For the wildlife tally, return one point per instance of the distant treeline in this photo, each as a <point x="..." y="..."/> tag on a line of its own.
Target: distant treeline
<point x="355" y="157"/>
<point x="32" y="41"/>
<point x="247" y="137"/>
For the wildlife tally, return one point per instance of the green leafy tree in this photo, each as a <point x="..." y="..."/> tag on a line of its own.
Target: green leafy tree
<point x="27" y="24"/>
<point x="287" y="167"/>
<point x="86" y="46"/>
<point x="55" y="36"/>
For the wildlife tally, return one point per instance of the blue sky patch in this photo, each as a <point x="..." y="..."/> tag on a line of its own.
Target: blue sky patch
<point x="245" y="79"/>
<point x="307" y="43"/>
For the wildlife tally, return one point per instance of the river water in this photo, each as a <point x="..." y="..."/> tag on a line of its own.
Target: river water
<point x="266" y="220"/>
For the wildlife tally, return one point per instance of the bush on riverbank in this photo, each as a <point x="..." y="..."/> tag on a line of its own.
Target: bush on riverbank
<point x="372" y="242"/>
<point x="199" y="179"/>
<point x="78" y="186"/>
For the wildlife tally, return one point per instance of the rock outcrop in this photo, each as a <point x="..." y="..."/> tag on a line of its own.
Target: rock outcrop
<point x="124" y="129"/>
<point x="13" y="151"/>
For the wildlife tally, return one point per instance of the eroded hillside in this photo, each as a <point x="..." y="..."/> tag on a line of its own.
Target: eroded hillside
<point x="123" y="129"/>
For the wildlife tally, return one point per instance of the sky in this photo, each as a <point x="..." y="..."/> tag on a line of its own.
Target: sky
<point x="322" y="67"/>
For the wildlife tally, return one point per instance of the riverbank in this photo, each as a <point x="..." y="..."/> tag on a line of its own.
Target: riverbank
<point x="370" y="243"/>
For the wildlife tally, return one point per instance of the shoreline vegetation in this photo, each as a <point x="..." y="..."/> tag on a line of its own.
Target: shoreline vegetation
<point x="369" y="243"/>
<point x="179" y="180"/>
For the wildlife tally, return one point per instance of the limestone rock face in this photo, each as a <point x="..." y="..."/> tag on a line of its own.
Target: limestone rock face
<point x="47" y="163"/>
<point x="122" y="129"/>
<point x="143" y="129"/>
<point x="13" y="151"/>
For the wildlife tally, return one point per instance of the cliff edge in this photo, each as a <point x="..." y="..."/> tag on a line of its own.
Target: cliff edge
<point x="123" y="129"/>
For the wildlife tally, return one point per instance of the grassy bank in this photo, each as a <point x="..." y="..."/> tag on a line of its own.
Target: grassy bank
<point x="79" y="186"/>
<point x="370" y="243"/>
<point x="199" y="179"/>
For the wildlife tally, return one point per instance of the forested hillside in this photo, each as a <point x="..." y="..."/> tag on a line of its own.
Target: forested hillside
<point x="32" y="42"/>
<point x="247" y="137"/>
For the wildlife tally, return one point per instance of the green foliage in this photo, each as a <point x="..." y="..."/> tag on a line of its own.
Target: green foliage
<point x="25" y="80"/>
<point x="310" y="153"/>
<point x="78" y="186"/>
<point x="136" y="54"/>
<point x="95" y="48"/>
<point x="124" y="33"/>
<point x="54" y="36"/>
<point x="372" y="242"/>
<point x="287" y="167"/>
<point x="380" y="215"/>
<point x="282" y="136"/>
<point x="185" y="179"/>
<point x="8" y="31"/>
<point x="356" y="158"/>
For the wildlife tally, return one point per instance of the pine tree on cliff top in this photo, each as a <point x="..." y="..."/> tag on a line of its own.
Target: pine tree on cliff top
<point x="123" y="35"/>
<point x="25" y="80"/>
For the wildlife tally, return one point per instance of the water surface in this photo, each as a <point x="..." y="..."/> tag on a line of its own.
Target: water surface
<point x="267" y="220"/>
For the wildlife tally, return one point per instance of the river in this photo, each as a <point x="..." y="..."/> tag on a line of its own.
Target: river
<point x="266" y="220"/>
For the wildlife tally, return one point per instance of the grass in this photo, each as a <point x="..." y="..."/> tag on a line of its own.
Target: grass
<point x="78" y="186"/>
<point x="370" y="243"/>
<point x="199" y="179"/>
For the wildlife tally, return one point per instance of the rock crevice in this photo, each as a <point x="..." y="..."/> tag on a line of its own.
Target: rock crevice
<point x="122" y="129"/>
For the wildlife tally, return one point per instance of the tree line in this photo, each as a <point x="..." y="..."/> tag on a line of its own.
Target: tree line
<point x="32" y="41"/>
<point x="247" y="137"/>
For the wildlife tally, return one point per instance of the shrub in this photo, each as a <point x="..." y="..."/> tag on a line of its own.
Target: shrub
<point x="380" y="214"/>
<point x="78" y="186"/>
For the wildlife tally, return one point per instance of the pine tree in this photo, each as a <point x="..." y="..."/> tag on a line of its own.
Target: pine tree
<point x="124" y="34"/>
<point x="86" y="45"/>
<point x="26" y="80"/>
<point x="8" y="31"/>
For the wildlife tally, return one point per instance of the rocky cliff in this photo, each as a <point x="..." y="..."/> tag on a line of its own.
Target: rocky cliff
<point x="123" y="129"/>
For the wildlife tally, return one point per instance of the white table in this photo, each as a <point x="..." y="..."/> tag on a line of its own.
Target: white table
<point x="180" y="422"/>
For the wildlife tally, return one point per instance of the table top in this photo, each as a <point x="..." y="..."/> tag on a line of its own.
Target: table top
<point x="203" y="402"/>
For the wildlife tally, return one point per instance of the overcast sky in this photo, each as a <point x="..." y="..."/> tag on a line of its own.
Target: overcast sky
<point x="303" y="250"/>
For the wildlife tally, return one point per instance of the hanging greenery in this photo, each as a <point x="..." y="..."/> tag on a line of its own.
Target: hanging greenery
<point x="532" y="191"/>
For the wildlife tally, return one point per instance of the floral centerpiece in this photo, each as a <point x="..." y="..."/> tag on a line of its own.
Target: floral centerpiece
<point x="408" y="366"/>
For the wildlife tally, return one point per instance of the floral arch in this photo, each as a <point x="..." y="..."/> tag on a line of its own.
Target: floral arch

= PROBLEM DETAILS =
Write out again, exactly, the lines from the one holding "pine tree in" through the end of the listing, with both ends included.

= RESULT =
For the wildlife tally, return one point per instance of the pine tree in this photo, each as a <point x="..." y="..."/> tag on a line of its own.
Target: pine tree
<point x="124" y="34"/>
<point x="86" y="45"/>
<point x="26" y="80"/>
<point x="8" y="31"/>
For the wildlife tally, return one point per instance of the rocky cliff in this photo, each as a <point x="..." y="..."/> tag on a line of its own.
Target: rocky cliff
<point x="123" y="129"/>
For the wildlife tally, return one point per instance of the white table in this photo, each as a <point x="..." y="..."/> tag on a line of its own.
Target: white table
<point x="180" y="422"/>
For the wildlife tally, return one point per instance of the table top in this photo, each as a <point x="..." y="..."/> tag on a line of its own.
Target: table top
<point x="203" y="402"/>
For the wildlife tally, return one point per instance of the overcast sky in this photo, each as a <point x="..." y="..."/> tag on a line of its own.
Target: overcast sky
<point x="303" y="250"/>
For the wildlife tally, return one point per instance of the hanging greenery in this photo, each as a <point x="..." y="..."/> tag on a line of its own.
Target: hanging greenery
<point x="532" y="191"/>
For the wildlife tally, return one point per instance of the floral centerpiece in this photo, each as a <point x="..." y="..."/> tag on a line of its own.
Target: floral centerpiece
<point x="408" y="366"/>
For the wildlife tally, return one point per instance of the floral arch in this photo, each as a <point x="..." y="..."/> tag on a line of its own.
Target: floral arch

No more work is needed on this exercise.